Diário mínimo é o título do conto inicial de Aconselho-te crueldade, de Fernando Fiorese. Diário seria uma remissão simultânea a duas realizações. O conto é dividido em oito seções, todas encimadas por notações temporais (“21 de março de 2001”, “Nove horas da noite”, “Meia-Noite”) que fazem supor a elaboração de um diário. Além desse, outro diário percorre as páginas: o de uma mulher cuja morte (mais provavelmente um suicídio) antecede a ação narrativa.
No final, o diário que constitui o conto revela, nas páginas iniciais do diário legado pela personagem morta, a frase que emprestará título ao volume: “Aconselho-te crueldade. Sei o que é, como reconhecê-la e acolhê-la, submetê-la e produzi-la”.
O narrador e protagonista é poeta e tradutor; sua mulher, já morta, poeta. Vivenciando um luto incapacitante, o personagem aparece trancado em um escritório, cercado por livros seus e dela e por um denso emaranhado de citações, referências, alusões — a esposa morta caracterizada basicamente em função de seus livros e suas leituras. A epígrafe de Clarice Lispector (“…toda morte é secreta”) é apenas o primeiro dos movimentos por meio dos quais se encena o desastre doméstico convertido em questão editorial e debate literário:
À direita, os meus livros. Os dela, à esquerda. Poucos. De acordo com a classificação de Barthes, ela pertencia ao segundo grupo de leitores atentos: os que não costumam sublinhar o que lêem. Livros sem marginalia, intactos, sem indícios de leitura. Sequer uma pétala seca de rosa ou uma tira de papel, sequer a rubrica e a data na folha de rosto. Nerval, Sylvia Plath, Rimbaud, Bandeira, Clarice, Poe, Augusto dos Anjos, Sá-Carneiro, Pedro Nava, Kafka, Hilda Hilst, José Régio, Baudelaire, Florbela Espanca, Emily Dickinson, Raul Pompéia, Sá de Miranda, Drummond, Proust, Dostoievski, Machado…
Nesse sentido, o conto que abre a coletânea parece funcionar como um dos momentos mais fortes do conjunto, mas também como um indicador de alguns de seus limites. O vezo (recorrente no livro) de multiplicar as referências nasce, neste caso, do próprio enredo, que justifica e fundamenta o que se seguirá. Um vezo que permanece soando incômodo, mas que pode ser lido, ainda neste caso, como uma paródia ao academicismo dos ambientes literários. Pode ser lido também como um mecanismo de defesa do personagem que escreve. De ambas as possibilidades o narrador revela-se consciente:
E você, que pensava o diário como escrever desarmado, não consegue senão engatilhar o revólver, afiar a faca, estirar a corda. Procura se aproximar de uma escrita que tanto ridicularizou, mas falta-lhe coragem para perder-se na sua ficção, para enfrentar as suas próprias palavras. Por isso as muletas das citações e paráfrases, o desejo daquele livro de cabeceira, o uso excessivo do advérbio “não”, a imitação tosca das apóstrofes de Machado e, por fim, este desdobramento abrupto e inexplicável do narrador.
◇ ◇ ◇ ◇
*Tarefa curta a*
Indique se cada afirmação concorda com a resenha, respondendo sim ou não e citando literalmente as palavras decisivas: (i) o conto está dividido em oito seções; (ii) a epígrafe do conto é de Sylvia Plath; (iii) a mulher morta costumava sublinhar o que lia.

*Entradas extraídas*
◇ ◇ ◇ ◇
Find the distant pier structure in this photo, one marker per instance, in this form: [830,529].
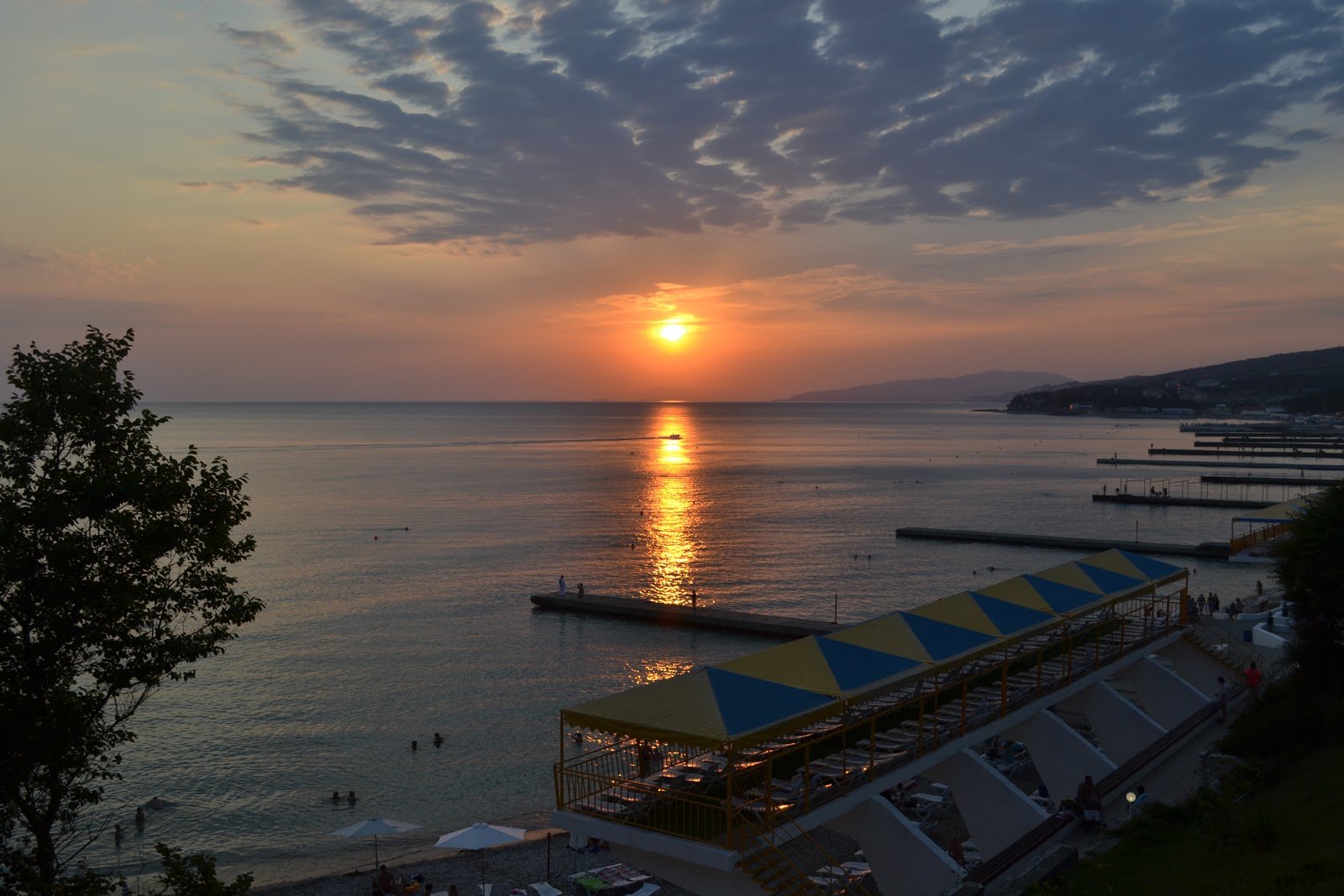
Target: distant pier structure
[1211,550]
[685,616]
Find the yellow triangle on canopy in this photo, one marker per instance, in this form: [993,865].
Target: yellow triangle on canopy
[799,664]
[1072,575]
[1115,562]
[890,634]
[1018,591]
[960,610]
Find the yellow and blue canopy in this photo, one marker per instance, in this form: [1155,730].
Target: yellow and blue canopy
[783,688]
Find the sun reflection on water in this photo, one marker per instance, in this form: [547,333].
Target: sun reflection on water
[671,516]
[658,671]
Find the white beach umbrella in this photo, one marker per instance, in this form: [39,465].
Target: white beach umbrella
[481,836]
[373,828]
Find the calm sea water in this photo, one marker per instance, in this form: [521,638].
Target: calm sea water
[398,546]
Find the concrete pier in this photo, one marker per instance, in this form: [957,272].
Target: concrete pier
[683,616]
[1249,450]
[1210,550]
[1261,465]
[1162,500]
[1269,479]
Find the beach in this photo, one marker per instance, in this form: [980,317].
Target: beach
[512,867]
[398,546]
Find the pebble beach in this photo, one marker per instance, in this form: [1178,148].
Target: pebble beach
[512,867]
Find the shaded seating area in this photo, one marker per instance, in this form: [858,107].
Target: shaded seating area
[612,880]
[729,752]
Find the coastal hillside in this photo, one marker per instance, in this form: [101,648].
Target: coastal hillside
[1294,382]
[954,389]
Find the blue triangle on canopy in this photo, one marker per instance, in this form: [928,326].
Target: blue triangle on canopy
[855,667]
[748,703]
[1005,616]
[1108,580]
[941,638]
[1148,566]
[1062,598]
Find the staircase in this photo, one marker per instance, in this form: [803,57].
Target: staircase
[1236,654]
[777,862]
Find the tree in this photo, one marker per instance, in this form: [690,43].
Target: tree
[1308,567]
[195,876]
[113,577]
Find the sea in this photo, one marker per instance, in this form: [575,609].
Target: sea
[398,546]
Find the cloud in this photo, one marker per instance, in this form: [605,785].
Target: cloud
[1137,235]
[93,266]
[551,121]
[260,40]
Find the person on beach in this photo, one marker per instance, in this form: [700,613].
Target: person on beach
[1253,679]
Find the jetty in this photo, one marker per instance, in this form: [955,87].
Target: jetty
[1209,550]
[1249,450]
[1163,500]
[1280,443]
[1261,465]
[1269,479]
[685,616]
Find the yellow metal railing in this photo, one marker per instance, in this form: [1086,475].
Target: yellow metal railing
[730,795]
[1257,537]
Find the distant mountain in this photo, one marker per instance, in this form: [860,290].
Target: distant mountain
[956,389]
[1299,382]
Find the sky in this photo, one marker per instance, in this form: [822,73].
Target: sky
[481,201]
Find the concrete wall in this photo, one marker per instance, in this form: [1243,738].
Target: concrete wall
[904,860]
◇ ◇ ◇ ◇
*Tarefa curta b*
Apresente como tabela Markdown, com as colunas "Posição" e "Texto", as linhas das entradas a partir da que contém "Find the tree" até o fim das entradas, inclusive, omitindo as linhas em branco.

*Resposta correta a*
(i) Sim: "O conto é dividido em oito seções".
(ii) Não: "A epígrafe de Clarice Lispector (“…toda morte é secreta”)".
(iii) Não: "ela pertencia ao segundo grupo de leitores atentos: os que não costumam sublinhar o que lêem."

*Resposta correta b*
| Posição | Texto |
|---|---|
| 1 | Find the tree in this photo, one marker per instance, in this form: [690,43]. |
| 2 | Target: tree |
| 3 | [1308,567] |
| 4 | [195,876] |
| 5 | [113,577] |
| 6 | Find the sea in this photo, one marker per instance, in this form: [575,609]. |
| 7 | Target: sea |
| 8 | [398,546] |
| 9 | Find the cloud in this photo, one marker per instance, in this form: [605,785]. |
| 10 | Target: cloud |
| 11 | [1137,235] |
| 12 | [93,266] |
| 13 | [551,121] |
| 14 | [260,40] |
| 15 | Find the person on beach in this photo, one marker per instance, in this form: [700,613]. |
| 16 | Target: person on beach |
| 17 | [1253,679] |
| 18 | Find the jetty in this photo, one marker per instance, in this form: [955,87]. |
| 19 | Target: jetty |
| 20 | [1209,550] |
| 21 | [1249,450] |
| 22 | [1163,500] |
| 23 | [1280,443] |
| 24 | [1261,465] |
| 25 | [1269,479] |
| 26 | [685,616] |
| 27 | Find the yellow metal railing in this photo, one marker per instance, in this form: [1086,475]. |
| 28 | Target: yellow metal railing |
| 29 | [730,795] |
| 30 | [1257,537] |
| 31 | Find the distant mountain in this photo, one marker per instance, in this form: [860,290]. |
| 32 | Target: distant mountain |
| 33 | [956,389] |
| 34 | [1299,382] |
| 35 | Find the sky in this photo, one marker per instance, in this form: [822,73]. |
| 36 | Target: sky |
| 37 | [481,201] |
| 38 | Find the concrete wall in this photo, one marker per instance, in this form: [1243,738]. |
| 39 | Target: concrete wall |
| 40 | [904,860] |